━━━━━ Record extracts

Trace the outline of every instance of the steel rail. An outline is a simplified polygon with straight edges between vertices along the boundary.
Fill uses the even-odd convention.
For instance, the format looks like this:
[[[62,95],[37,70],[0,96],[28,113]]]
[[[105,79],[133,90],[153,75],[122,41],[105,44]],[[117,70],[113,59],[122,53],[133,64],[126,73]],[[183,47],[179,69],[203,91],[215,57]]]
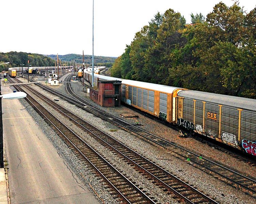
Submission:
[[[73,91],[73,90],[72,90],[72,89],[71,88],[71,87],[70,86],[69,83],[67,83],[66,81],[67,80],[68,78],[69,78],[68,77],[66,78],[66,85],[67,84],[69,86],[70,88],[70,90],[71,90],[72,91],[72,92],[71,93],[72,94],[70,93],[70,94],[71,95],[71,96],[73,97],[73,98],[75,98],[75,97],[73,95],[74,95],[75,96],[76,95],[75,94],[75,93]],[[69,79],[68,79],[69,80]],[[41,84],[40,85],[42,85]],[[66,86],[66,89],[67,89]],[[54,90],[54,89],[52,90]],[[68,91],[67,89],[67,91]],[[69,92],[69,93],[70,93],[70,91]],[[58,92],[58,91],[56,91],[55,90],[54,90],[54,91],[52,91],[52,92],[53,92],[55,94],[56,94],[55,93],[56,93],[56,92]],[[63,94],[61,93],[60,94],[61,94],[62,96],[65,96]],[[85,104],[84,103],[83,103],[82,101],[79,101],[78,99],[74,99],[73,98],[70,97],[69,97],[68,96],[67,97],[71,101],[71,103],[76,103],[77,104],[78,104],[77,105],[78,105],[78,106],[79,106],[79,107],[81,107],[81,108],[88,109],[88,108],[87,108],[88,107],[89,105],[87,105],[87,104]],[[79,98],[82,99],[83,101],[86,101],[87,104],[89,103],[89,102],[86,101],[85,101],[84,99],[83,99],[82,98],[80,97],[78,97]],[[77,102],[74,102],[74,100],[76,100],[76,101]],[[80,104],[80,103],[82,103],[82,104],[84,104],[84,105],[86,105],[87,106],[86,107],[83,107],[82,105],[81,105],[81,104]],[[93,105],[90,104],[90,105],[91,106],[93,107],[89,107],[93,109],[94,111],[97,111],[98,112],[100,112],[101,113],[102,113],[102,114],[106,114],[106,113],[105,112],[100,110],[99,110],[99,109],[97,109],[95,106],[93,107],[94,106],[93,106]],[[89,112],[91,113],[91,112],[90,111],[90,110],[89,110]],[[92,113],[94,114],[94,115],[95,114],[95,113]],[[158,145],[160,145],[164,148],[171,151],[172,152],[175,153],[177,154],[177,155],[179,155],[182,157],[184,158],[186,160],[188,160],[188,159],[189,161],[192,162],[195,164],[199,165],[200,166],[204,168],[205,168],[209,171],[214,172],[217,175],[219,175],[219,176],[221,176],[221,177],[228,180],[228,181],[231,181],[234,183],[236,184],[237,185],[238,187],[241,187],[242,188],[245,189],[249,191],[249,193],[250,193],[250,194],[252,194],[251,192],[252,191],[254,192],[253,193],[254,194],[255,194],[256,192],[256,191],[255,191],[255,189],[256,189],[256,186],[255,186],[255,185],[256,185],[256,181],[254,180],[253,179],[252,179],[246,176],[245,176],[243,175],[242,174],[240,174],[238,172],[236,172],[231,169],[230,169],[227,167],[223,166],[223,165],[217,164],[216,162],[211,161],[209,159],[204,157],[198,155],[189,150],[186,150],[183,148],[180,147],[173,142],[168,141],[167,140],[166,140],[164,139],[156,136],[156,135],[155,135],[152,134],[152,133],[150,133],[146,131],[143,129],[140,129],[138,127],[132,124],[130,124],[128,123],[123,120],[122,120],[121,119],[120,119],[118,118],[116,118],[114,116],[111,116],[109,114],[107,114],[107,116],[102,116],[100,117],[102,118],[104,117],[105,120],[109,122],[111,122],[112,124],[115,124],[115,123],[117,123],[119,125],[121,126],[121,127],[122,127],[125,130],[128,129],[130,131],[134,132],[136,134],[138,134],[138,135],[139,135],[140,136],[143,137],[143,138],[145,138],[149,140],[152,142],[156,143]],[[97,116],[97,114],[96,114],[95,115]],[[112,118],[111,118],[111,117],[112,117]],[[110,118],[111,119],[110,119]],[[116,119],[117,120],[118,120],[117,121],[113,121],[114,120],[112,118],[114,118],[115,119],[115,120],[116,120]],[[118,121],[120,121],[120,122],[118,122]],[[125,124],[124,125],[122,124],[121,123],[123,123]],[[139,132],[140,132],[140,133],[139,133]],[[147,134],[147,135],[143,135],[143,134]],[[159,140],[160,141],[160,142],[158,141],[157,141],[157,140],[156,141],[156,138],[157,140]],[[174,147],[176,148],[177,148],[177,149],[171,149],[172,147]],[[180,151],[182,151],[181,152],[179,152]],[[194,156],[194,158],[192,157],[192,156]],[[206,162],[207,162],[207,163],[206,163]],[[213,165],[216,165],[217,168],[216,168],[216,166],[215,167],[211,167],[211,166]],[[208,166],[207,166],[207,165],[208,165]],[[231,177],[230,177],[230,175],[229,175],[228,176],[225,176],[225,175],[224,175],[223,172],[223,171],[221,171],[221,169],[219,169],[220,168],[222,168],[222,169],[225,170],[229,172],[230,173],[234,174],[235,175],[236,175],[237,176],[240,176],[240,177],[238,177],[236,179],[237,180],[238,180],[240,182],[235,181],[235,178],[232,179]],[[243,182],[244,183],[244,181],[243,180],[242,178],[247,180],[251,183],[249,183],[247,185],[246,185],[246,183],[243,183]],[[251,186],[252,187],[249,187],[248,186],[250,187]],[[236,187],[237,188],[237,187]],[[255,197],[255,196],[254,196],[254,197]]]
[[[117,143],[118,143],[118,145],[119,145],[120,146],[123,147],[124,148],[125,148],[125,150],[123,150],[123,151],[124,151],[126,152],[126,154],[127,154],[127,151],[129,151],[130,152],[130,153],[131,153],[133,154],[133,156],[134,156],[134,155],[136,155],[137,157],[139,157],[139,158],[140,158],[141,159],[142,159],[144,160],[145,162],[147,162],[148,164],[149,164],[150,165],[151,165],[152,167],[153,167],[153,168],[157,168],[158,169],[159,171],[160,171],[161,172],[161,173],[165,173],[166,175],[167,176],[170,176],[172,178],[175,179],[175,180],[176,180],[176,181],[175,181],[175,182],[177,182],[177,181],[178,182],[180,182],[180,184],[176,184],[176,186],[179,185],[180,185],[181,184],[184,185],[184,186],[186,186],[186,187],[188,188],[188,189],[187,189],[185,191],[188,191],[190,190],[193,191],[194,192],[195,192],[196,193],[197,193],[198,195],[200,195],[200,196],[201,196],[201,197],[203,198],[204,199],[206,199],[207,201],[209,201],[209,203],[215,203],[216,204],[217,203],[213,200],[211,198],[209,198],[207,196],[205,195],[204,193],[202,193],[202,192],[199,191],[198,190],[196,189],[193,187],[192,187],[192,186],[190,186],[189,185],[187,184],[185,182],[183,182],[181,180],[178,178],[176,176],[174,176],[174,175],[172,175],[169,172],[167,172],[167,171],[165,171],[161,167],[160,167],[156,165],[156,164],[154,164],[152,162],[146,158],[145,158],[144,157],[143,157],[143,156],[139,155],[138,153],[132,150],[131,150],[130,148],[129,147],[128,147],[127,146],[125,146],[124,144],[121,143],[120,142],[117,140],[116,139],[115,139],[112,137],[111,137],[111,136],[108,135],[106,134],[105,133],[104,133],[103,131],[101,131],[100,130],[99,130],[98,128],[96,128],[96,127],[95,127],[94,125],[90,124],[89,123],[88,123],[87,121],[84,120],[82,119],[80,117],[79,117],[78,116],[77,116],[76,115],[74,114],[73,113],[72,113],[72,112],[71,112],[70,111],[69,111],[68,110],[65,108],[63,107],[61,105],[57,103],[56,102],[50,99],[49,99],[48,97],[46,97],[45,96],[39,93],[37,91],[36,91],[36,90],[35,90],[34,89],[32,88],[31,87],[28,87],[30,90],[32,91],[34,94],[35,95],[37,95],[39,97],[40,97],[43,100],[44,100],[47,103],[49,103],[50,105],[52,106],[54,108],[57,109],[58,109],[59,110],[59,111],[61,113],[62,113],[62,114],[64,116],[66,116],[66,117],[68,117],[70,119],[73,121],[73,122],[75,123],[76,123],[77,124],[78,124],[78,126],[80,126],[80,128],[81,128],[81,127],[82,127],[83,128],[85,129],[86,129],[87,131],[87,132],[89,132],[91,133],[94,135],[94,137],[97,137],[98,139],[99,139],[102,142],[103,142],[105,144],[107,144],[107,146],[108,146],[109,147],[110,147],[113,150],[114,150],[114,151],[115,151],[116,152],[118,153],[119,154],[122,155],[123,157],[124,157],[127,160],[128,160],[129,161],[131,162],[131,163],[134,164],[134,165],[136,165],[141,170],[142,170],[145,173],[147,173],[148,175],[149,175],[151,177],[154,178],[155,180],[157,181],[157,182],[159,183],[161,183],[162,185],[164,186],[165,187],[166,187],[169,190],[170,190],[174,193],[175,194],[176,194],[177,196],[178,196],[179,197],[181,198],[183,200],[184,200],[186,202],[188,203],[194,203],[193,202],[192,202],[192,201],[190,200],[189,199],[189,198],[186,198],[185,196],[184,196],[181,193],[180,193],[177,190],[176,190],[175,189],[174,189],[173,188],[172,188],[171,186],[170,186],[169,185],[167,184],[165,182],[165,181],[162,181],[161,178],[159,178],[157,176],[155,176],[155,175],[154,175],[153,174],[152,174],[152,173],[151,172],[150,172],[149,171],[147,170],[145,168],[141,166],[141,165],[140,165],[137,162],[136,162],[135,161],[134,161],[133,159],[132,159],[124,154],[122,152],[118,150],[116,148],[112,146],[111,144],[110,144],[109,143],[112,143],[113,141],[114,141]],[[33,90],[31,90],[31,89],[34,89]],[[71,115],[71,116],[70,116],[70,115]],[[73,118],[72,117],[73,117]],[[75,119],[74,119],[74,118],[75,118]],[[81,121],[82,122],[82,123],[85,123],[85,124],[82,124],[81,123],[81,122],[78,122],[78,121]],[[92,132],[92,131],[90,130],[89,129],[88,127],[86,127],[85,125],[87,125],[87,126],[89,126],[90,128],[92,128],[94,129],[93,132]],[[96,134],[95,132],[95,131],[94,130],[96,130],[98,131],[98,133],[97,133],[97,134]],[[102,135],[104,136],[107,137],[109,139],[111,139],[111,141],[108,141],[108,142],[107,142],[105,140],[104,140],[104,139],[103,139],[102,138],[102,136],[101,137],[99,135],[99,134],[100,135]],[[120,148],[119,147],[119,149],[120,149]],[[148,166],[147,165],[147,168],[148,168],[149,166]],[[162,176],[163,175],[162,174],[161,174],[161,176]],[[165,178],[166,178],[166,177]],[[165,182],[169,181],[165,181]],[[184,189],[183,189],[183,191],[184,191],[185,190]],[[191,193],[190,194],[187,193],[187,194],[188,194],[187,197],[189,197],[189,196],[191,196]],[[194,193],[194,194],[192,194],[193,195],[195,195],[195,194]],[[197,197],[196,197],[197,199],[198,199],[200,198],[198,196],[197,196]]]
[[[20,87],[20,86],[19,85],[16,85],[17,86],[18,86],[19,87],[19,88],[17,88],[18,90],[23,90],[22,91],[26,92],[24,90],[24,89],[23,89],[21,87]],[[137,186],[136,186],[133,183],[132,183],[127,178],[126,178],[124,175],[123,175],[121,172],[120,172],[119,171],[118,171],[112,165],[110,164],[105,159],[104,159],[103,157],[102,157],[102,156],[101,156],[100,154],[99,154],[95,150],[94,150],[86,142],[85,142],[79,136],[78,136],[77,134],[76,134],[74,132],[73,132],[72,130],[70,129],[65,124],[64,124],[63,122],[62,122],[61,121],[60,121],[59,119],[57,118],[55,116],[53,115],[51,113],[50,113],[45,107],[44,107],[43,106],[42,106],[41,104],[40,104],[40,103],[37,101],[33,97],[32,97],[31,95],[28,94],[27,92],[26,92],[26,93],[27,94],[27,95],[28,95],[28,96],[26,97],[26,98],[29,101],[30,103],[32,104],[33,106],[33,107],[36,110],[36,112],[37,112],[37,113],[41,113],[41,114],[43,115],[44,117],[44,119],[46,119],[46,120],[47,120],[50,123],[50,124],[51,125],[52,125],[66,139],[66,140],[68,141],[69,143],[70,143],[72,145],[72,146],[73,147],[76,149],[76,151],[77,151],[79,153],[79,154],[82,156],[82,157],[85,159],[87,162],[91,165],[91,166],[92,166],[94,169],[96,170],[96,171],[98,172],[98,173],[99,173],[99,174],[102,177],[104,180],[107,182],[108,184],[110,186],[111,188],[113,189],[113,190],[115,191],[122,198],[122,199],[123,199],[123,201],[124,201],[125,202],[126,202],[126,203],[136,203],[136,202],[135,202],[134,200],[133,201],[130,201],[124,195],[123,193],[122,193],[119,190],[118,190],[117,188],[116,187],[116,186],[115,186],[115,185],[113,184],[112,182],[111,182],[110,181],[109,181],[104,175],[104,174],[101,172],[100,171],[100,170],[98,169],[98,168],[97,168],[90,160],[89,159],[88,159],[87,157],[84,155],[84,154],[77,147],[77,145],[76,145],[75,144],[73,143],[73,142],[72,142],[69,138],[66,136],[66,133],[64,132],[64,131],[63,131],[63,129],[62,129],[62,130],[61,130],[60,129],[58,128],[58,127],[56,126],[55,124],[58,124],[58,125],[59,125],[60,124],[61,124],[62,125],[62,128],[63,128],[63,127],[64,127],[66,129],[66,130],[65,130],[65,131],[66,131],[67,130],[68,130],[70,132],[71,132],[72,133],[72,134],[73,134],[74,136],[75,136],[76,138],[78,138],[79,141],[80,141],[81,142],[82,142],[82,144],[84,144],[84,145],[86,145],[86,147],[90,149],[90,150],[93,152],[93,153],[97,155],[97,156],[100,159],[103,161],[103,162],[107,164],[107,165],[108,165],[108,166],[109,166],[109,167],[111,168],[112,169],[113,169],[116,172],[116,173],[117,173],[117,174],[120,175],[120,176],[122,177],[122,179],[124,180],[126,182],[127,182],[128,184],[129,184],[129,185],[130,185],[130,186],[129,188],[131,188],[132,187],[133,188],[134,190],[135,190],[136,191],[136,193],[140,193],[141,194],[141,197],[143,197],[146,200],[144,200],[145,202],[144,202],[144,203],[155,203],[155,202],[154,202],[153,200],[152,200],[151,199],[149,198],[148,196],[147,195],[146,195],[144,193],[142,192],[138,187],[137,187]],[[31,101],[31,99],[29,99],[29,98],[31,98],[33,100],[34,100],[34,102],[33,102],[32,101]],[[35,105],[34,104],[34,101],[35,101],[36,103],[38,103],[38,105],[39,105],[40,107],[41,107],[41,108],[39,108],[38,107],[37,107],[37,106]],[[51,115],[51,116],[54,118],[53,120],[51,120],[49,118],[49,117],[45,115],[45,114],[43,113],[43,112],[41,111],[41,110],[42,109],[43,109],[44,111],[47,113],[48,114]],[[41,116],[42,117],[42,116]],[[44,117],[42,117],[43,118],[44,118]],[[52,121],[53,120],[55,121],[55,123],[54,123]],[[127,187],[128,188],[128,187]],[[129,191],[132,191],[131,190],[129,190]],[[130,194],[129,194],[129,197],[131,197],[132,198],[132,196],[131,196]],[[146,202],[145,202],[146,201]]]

━━━━━━━━━━
━━━━━ Record extracts

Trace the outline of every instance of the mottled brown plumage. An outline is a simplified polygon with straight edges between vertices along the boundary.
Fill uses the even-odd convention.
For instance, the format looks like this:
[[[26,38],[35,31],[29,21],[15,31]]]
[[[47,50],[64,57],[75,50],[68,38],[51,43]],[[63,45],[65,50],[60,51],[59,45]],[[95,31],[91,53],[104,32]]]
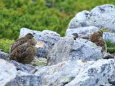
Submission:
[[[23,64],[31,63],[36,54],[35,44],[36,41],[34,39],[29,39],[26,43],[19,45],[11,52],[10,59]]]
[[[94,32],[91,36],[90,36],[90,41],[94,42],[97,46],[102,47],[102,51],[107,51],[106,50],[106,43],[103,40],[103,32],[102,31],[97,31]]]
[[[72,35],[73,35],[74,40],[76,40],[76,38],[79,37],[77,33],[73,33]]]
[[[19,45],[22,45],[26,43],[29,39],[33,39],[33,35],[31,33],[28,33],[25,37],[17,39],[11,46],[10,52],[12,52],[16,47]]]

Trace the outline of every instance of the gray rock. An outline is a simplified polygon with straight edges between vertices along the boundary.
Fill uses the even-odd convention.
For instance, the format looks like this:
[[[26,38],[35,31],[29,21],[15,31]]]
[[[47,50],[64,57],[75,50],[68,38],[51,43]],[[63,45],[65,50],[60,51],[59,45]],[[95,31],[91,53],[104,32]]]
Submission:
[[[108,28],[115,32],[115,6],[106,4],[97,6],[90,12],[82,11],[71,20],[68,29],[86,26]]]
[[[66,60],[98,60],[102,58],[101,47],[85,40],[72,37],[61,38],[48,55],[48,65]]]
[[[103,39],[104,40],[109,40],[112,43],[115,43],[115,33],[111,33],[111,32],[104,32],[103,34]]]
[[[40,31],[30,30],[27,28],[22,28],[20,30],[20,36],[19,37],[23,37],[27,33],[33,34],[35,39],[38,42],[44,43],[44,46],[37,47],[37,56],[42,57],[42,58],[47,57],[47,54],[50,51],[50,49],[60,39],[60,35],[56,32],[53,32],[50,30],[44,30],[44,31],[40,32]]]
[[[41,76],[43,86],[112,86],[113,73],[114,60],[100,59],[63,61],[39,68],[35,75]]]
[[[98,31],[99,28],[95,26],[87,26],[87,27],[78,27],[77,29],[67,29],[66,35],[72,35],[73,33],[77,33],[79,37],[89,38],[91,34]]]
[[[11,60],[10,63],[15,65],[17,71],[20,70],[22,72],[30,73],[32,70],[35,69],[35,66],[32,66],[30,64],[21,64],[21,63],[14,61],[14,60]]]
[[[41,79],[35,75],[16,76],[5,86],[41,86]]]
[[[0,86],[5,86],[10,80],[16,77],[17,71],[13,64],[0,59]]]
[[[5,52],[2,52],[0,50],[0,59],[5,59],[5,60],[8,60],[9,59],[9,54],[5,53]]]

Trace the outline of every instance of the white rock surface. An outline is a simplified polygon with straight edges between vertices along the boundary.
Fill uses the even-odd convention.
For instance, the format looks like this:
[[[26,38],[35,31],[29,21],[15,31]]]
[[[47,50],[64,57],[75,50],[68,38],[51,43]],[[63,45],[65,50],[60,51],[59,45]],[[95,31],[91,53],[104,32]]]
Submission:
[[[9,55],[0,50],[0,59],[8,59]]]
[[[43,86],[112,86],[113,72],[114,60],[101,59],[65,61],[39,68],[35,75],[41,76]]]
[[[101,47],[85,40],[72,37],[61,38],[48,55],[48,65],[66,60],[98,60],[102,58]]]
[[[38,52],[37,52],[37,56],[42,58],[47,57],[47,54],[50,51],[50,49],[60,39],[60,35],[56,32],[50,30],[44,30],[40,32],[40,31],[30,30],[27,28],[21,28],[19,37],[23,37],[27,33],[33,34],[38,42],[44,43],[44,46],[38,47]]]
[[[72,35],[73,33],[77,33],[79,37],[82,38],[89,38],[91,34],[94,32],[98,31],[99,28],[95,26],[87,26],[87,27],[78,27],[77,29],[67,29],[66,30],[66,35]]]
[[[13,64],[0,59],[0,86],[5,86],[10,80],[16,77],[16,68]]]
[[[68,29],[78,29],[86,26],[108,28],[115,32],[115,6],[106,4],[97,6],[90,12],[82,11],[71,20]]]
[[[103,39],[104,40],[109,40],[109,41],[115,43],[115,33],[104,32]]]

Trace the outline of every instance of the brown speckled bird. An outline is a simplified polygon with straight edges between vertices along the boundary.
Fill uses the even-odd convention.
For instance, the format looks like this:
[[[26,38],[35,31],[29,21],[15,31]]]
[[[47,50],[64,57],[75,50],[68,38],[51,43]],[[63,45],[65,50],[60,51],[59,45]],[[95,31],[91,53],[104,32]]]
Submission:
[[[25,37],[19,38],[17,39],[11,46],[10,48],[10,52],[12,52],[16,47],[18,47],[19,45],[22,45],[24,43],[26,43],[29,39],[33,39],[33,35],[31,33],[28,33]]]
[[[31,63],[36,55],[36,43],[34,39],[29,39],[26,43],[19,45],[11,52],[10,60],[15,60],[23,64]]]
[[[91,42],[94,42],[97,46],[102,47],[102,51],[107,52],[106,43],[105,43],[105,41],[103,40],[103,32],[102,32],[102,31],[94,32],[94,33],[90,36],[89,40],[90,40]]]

━━━━━━━━━━
━━━━━ Record extracts

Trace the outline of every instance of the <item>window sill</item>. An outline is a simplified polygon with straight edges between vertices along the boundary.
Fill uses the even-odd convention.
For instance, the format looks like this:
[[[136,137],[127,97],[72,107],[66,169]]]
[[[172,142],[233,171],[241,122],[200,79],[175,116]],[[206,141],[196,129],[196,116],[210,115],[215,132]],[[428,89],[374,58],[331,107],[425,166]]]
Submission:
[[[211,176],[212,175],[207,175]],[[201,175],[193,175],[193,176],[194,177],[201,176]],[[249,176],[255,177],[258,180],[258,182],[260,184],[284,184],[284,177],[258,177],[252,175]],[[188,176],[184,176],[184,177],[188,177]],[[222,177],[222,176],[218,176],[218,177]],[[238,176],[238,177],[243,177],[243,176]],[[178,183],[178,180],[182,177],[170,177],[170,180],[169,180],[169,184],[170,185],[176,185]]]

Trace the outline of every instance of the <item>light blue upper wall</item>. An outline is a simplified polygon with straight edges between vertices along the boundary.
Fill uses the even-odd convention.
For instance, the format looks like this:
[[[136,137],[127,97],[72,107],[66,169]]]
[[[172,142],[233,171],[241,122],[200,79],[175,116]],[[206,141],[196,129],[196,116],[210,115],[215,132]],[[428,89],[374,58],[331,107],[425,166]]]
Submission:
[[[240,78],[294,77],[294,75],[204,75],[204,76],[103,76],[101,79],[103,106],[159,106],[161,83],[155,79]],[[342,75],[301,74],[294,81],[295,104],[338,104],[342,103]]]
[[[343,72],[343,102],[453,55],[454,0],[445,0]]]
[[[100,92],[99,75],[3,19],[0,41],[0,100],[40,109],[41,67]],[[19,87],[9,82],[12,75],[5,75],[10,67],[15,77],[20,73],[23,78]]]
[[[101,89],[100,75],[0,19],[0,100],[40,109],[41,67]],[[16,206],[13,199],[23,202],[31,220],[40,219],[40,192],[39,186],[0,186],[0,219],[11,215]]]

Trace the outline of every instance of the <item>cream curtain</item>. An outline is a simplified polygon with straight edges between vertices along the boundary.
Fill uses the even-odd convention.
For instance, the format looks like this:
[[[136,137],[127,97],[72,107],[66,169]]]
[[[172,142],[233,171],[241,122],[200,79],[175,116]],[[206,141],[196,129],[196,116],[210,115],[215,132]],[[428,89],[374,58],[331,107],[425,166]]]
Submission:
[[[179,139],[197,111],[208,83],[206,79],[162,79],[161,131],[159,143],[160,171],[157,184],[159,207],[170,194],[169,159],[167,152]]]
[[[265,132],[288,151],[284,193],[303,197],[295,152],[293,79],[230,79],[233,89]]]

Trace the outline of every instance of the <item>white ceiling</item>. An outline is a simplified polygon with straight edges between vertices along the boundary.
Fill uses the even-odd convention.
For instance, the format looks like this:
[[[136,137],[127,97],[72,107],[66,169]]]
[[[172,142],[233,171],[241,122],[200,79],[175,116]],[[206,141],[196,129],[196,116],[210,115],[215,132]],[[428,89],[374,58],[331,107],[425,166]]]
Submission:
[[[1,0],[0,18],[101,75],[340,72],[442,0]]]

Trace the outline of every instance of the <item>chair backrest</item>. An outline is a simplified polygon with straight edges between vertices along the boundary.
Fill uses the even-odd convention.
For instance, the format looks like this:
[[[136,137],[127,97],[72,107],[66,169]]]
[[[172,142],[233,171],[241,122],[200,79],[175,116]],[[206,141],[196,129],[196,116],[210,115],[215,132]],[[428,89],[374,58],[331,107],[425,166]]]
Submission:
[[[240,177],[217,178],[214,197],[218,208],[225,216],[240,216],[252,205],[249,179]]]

━━━━━━━━━━

### To be done
Set down the lines from the one containing "Trace the outline of every instance of the steel" through the one containing "[[[62,95],[37,70],[0,96],[28,113]]]", both included, exactly as they appear in the items above.

### Exercise response
Trace the outline of every instance of the steel rail. An outline is a simplified polygon with straight edges between vertices along the boundary.
Fill uses the even-odd convention.
For instance, the format looks like this:
[[[62,95],[37,70],[0,96],[28,113]]]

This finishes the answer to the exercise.